## Exercise
In the records below, take the line containing "Task: indicate the snow-covered hill" and every line following it, and write them out exactly.

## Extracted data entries
□ □ □ □ □ □ □

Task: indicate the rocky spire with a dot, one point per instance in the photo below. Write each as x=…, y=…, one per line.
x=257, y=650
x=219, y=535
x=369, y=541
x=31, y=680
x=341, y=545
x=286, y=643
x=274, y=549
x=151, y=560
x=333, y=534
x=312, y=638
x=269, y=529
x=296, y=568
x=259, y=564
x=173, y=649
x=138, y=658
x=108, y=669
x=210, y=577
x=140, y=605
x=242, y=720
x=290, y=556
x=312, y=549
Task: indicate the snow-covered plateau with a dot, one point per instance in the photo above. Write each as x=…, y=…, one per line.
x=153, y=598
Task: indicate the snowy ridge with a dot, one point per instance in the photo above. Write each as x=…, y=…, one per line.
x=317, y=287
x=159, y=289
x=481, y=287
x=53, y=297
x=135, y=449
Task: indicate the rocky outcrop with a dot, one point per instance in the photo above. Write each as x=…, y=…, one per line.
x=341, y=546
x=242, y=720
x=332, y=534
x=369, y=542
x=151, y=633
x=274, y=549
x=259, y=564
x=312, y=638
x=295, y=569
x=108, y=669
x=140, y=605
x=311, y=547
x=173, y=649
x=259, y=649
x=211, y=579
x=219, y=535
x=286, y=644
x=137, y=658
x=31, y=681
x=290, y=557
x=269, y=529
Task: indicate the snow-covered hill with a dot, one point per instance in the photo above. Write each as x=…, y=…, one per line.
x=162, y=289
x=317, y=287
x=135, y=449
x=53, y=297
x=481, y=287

□ □ □ □ □ □ □

## Written reply
Task: indicate the snow-covered hill with a dot, one point per instance in the photo above. Write each as x=…, y=…, one per line.
x=162, y=289
x=317, y=287
x=135, y=449
x=53, y=297
x=481, y=287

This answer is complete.